--- PROVIDED DATA ---
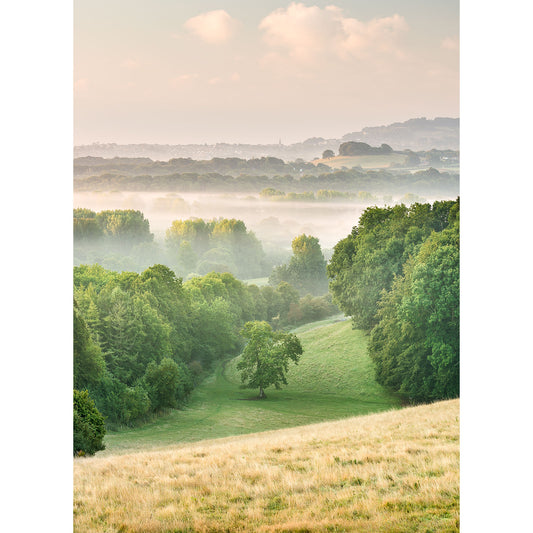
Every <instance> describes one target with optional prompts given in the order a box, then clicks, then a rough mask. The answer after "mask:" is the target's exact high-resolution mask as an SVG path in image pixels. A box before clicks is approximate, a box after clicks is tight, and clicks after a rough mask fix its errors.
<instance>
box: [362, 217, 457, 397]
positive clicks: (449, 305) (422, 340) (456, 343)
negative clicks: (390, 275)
mask: <svg viewBox="0 0 533 533" xmlns="http://www.w3.org/2000/svg"><path fill="white" fill-rule="evenodd" d="M378 318H379V321H378V323H377V325H376V326H375V328H374V329H373V330H372V332H371V337H370V343H369V353H370V357H371V358H372V359H373V361H374V363H375V368H376V378H377V381H378V382H379V383H381V384H382V385H385V386H388V387H389V388H391V389H392V390H395V391H397V392H399V393H400V394H402V395H404V396H405V397H407V398H409V399H411V400H412V401H416V402H421V401H433V400H438V399H443V398H454V397H457V396H459V224H458V223H455V224H454V225H453V226H451V227H450V228H448V229H445V230H443V231H442V232H439V233H433V234H432V235H431V236H430V237H429V238H428V239H427V240H426V241H425V242H424V243H423V245H422V246H421V247H420V250H419V252H418V254H417V255H416V256H414V257H412V258H411V259H409V260H408V261H407V263H406V265H405V267H404V274H403V275H402V276H400V277H398V278H397V279H396V280H395V281H394V283H393V286H392V289H391V291H390V292H388V293H386V294H385V295H384V296H383V298H382V300H381V301H380V304H379V312H378Z"/></svg>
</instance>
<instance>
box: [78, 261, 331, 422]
mask: <svg viewBox="0 0 533 533" xmlns="http://www.w3.org/2000/svg"><path fill="white" fill-rule="evenodd" d="M74 298H75V301H74V387H75V389H76V390H77V391H83V390H87V391H88V393H89V395H90V398H91V400H93V401H94V402H95V405H96V407H97V409H98V411H99V412H100V413H101V414H102V415H103V416H104V417H105V419H106V422H107V424H108V426H111V427H113V426H120V425H131V424H134V423H136V422H139V421H143V420H146V419H148V418H149V417H150V416H153V415H154V414H157V413H159V412H162V411H164V410H166V409H169V408H177V407H180V406H182V405H183V404H184V403H185V402H186V401H187V398H188V396H189V395H190V393H191V392H192V390H193V388H194V387H195V386H196V385H197V384H198V383H199V382H200V381H201V379H202V378H203V376H205V375H206V373H208V372H210V371H211V370H212V369H213V366H214V365H215V364H216V363H217V362H218V361H220V360H222V359H225V358H227V357H230V356H235V355H238V353H240V351H241V349H242V347H243V343H244V340H243V338H242V337H241V336H240V335H239V331H240V330H241V328H242V327H243V326H244V324H245V323H247V322H251V321H263V322H265V323H268V324H269V327H272V328H273V329H274V330H277V331H279V330H280V329H281V328H283V327H291V326H295V325H298V324H300V323H305V322H306V321H307V322H309V321H313V320H320V319H321V318H325V317H327V316H330V315H331V314H333V313H335V312H336V311H338V309H337V308H336V307H335V306H334V305H333V304H332V303H331V299H330V298H329V297H328V296H327V295H325V296H322V297H312V296H311V295H308V296H305V297H303V298H301V297H300V295H299V293H298V291H297V290H296V289H295V288H294V287H292V286H291V285H289V284H288V283H285V282H281V283H279V284H278V286H277V287H271V286H265V287H257V286H256V285H246V284H244V283H242V282H241V281H239V280H237V279H236V278H235V277H234V276H232V275H231V274H229V273H216V272H211V273H209V274H207V275H205V276H202V277H195V278H192V279H190V280H189V281H187V282H185V283H183V282H182V280H181V278H178V277H177V276H176V275H175V273H174V272H173V271H172V270H170V269H169V268H168V267H166V266H164V265H153V266H151V267H149V268H148V269H146V270H145V271H144V272H142V273H141V274H137V273H135V272H121V273H118V272H113V271H109V270H106V269H104V268H103V267H101V266H100V265H82V266H78V267H74Z"/></svg>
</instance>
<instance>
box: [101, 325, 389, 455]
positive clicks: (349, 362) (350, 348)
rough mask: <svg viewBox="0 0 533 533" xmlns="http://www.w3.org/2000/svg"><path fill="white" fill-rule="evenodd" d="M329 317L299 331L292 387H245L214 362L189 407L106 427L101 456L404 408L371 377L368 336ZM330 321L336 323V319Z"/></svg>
mask: <svg viewBox="0 0 533 533" xmlns="http://www.w3.org/2000/svg"><path fill="white" fill-rule="evenodd" d="M334 320H338V318H336V319H332V320H325V321H322V322H317V323H313V324H307V325H305V326H302V327H301V328H298V329H296V330H295V332H296V333H297V334H298V336H299V338H300V340H301V342H302V346H303V349H304V353H303V355H302V357H301V360H300V363H299V364H298V365H297V366H293V367H292V368H291V369H290V370H289V373H288V376H287V380H288V383H289V384H288V386H286V387H284V388H283V389H281V390H275V389H273V388H268V389H267V390H266V394H267V398H266V400H261V401H258V400H256V399H255V398H256V396H257V394H258V391H256V390H246V389H241V388H240V378H239V375H238V373H237V371H236V368H235V365H236V362H237V360H238V358H237V359H233V360H231V361H229V362H227V364H225V365H221V366H219V367H218V368H217V371H216V372H215V374H214V375H213V376H211V377H210V378H208V379H206V380H205V381H204V382H203V383H202V384H201V385H200V386H199V387H198V388H197V389H196V390H195V391H194V392H193V394H192V396H191V399H190V401H189V403H188V405H187V407H186V408H185V409H183V410H180V411H172V412H171V413H170V414H168V415H166V416H164V417H161V418H158V419H156V420H155V421H153V422H149V423H147V424H145V425H143V426H141V427H139V428H132V429H125V430H122V431H119V432H108V434H107V435H106V437H105V441H104V442H105V445H106V450H104V451H103V452H99V454H98V455H99V456H101V455H113V454H118V453H129V452H132V451H146V450H149V449H154V448H161V447H165V446H171V445H175V444H177V443H186V442H194V441H199V440H203V439H213V438H220V437H229V436H232V435H240V434H246V433H255V432H259V431H266V430H274V429H280V428H286V427H292V426H300V425H305V424H311V423H314V422H322V421H326V420H335V419H339V418H346V417H351V416H355V415H362V414H368V413H375V412H378V411H385V410H389V409H391V408H395V407H399V406H400V403H399V400H398V399H397V398H396V397H395V396H393V395H391V394H390V393H388V392H387V391H386V390H384V389H383V388H382V387H381V386H380V385H378V384H377V383H376V382H375V380H374V370H373V366H372V362H371V361H370V358H369V357H368V355H367V353H366V347H367V337H366V336H365V334H364V333H363V332H361V331H354V330H353V329H352V327H351V322H350V321H349V320H346V321H343V322H335V321H334ZM332 322H333V323H332Z"/></svg>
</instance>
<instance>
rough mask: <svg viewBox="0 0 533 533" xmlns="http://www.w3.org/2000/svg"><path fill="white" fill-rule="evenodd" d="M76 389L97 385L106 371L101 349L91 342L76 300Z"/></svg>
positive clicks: (75, 327)
mask: <svg viewBox="0 0 533 533" xmlns="http://www.w3.org/2000/svg"><path fill="white" fill-rule="evenodd" d="M73 325H74V354H73V355H74V359H73V362H74V387H76V388H77V389H82V388H85V387H88V386H90V385H94V384H96V383H97V382H98V381H99V380H100V378H101V377H102V376H103V374H104V371H105V361H104V358H103V356H102V351H101V350H100V347H99V346H98V345H97V344H96V343H94V342H93V341H92V340H91V337H90V334H89V330H88V329H87V326H86V324H85V321H84V319H83V317H82V316H81V312H80V310H79V307H78V304H77V302H76V300H74V320H73Z"/></svg>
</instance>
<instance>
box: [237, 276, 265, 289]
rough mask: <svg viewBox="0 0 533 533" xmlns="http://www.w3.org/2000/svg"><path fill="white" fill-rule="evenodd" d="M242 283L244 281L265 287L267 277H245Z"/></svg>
mask: <svg viewBox="0 0 533 533" xmlns="http://www.w3.org/2000/svg"><path fill="white" fill-rule="evenodd" d="M243 283H246V284H247V285H257V286H258V287H266V286H267V285H268V277H266V278H255V279H245V280H244V282H243Z"/></svg>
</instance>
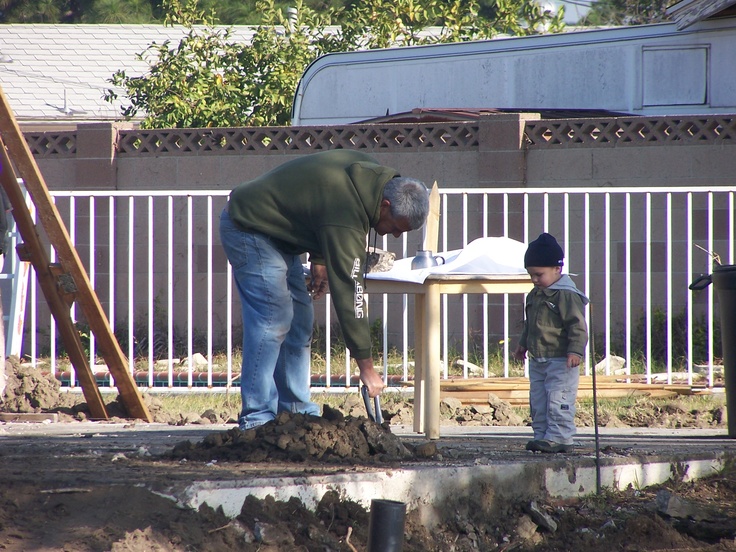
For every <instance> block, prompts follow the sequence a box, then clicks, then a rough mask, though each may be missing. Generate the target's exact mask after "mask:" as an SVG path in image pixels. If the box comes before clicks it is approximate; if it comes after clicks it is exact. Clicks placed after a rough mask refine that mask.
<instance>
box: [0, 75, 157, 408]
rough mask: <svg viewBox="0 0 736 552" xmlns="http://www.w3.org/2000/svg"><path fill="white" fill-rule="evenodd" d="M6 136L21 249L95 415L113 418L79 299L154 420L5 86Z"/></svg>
mask: <svg viewBox="0 0 736 552" xmlns="http://www.w3.org/2000/svg"><path fill="white" fill-rule="evenodd" d="M0 136H2V140H0V154H1V155H2V170H0V183H2V186H3V188H4V189H5V191H6V193H7V194H8V198H9V199H10V202H11V205H12V206H13V217H14V218H15V221H16V225H17V226H18V230H19V232H20V235H21V237H22V238H23V245H22V246H19V254H20V253H21V252H22V253H23V256H25V257H27V259H24V260H29V261H30V262H31V264H32V265H33V267H34V269H35V270H36V274H37V276H38V281H39V285H40V287H41V289H42V291H43V293H44V296H45V297H46V301H47V302H48V304H49V310H50V311H51V313H52V314H53V316H54V319H55V320H56V323H57V327H58V330H59V334H60V335H61V337H62V340H63V341H64V346H65V348H66V350H67V353H68V354H69V359H70V360H71V362H72V365H73V366H74V369H75V370H76V372H77V376H78V377H79V381H80V383H81V385H82V390H83V392H84V397H85V399H86V400H87V403H88V405H89V407H90V413H91V414H92V417H93V418H99V419H107V418H108V415H107V411H106V409H105V404H104V402H103V401H102V397H101V395H100V392H99V389H98V387H97V382H96V380H95V378H94V375H93V374H92V371H91V369H90V367H89V362H88V360H87V355H86V353H85V352H84V348H83V347H82V344H81V340H80V337H79V332H78V331H77V329H76V327H75V326H74V323H73V321H72V319H71V314H70V307H71V305H72V303H74V302H76V303H77V304H78V305H79V307H80V308H81V310H82V312H83V313H84V316H85V318H86V319H87V323H88V324H89V326H90V331H91V332H92V333H93V334H94V336H95V338H96V339H97V343H98V346H99V350H100V353H101V355H102V356H103V358H104V359H105V363H106V364H107V365H108V367H109V368H110V372H111V373H112V375H113V377H114V378H115V385H116V386H117V388H118V391H119V392H120V398H121V402H122V404H123V406H124V407H125V409H126V410H127V411H128V414H129V415H130V416H131V417H133V418H140V419H142V420H144V421H147V422H151V421H153V418H152V416H151V414H150V412H149V411H148V408H147V407H146V405H145V403H144V402H143V398H142V397H141V394H140V392H139V391H138V387H137V386H136V384H135V382H134V381H133V378H132V377H131V375H130V373H129V372H128V363H127V360H126V359H125V355H124V354H123V352H122V349H121V348H120V345H119V343H118V341H117V339H116V338H115V335H114V334H113V333H112V329H111V328H110V324H109V323H108V321H107V317H106V315H105V313H104V311H103V310H102V305H101V304H100V302H99V299H98V298H97V295H96V293H95V292H94V290H93V289H92V284H91V283H90V280H89V276H88V275H87V271H86V269H85V268H84V265H83V264H82V261H81V260H80V258H79V255H78V254H77V251H76V249H75V248H74V246H73V244H72V242H71V239H70V238H69V234H68V232H67V230H66V227H65V226H64V224H63V222H62V220H61V216H60V215H59V212H58V211H57V209H56V206H55V205H54V202H53V200H52V198H51V194H50V193H49V191H48V188H47V187H46V183H45V182H44V179H43V176H42V175H41V171H40V170H39V169H38V166H37V165H36V161H35V159H34V158H33V155H32V154H31V151H30V149H29V148H28V144H27V143H26V141H25V138H24V137H23V134H22V133H21V131H20V127H19V126H18V123H17V122H16V120H15V116H14V115H13V112H12V111H11V109H10V107H9V105H8V101H7V98H6V96H5V93H4V92H3V90H2V88H0ZM6 148H7V150H6ZM18 177H20V178H22V179H23V183H24V184H25V186H26V190H28V194H29V195H30V196H31V199H32V200H33V204H34V206H35V208H36V213H37V216H38V221H39V224H40V226H41V227H42V229H43V230H44V232H45V234H46V236H47V238H48V241H49V243H50V244H51V246H52V247H53V248H54V251H55V253H56V257H57V259H58V260H59V262H58V263H55V264H53V265H52V264H51V263H50V262H49V256H48V253H46V251H45V248H44V247H43V246H42V244H41V242H40V238H39V235H38V233H37V227H36V225H35V224H34V222H33V220H32V219H31V217H30V214H29V211H28V207H27V205H26V201H25V198H24V197H23V193H22V190H21V189H20V186H19V185H18Z"/></svg>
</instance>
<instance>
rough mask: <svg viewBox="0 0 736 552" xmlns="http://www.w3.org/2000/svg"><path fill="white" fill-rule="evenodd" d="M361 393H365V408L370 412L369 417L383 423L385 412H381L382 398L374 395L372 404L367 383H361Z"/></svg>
mask: <svg viewBox="0 0 736 552" xmlns="http://www.w3.org/2000/svg"><path fill="white" fill-rule="evenodd" d="M360 394H361V395H363V402H364V403H365V410H366V412H368V417H369V418H370V419H371V420H372V421H374V422H376V423H377V424H382V423H383V414H381V400H380V398H379V397H373V406H371V398H370V397H369V396H368V388H367V387H366V386H365V385H361V387H360Z"/></svg>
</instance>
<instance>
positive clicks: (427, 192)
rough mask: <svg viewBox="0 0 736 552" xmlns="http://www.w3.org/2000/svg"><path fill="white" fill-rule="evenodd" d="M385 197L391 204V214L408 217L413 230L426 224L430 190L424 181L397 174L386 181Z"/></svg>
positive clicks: (398, 216) (392, 215)
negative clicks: (387, 181) (409, 177)
mask: <svg viewBox="0 0 736 552" xmlns="http://www.w3.org/2000/svg"><path fill="white" fill-rule="evenodd" d="M383 198H384V199H388V201H389V203H390V204H391V216H393V217H406V218H407V219H408V220H409V226H411V229H412V230H416V229H418V228H421V227H422V226H424V222H425V221H426V220H427V214H428V213H429V190H427V187H426V186H425V185H424V182H420V181H419V180H416V179H414V178H406V177H402V176H397V177H395V178H392V179H391V180H389V181H388V182H387V183H386V187H385V188H384V189H383Z"/></svg>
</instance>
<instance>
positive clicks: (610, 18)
mask: <svg viewBox="0 0 736 552" xmlns="http://www.w3.org/2000/svg"><path fill="white" fill-rule="evenodd" d="M677 1H678V0H598V1H597V2H595V3H593V4H592V6H591V8H590V11H589V12H588V14H587V15H586V16H585V17H584V18H583V19H582V21H581V22H580V23H581V24H582V25H598V26H605V25H614V26H620V25H644V24H647V23H661V22H663V21H667V20H668V17H667V14H666V13H665V12H666V10H667V8H668V7H669V6H671V5H673V4H675V3H676V2H677Z"/></svg>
---
From the line that has "positive clicks: (427, 192)" through the line that has "positive clicks: (398, 216) (392, 215)", copy every line exactly as it appears above, and leave out all others.

positive clicks: (427, 192)
rough mask: <svg viewBox="0 0 736 552" xmlns="http://www.w3.org/2000/svg"><path fill="white" fill-rule="evenodd" d="M385 197L391 204V214L408 217L413 230L426 224L430 190L424 181L397 174L386 181Z"/></svg>
positive clicks: (398, 216) (392, 215)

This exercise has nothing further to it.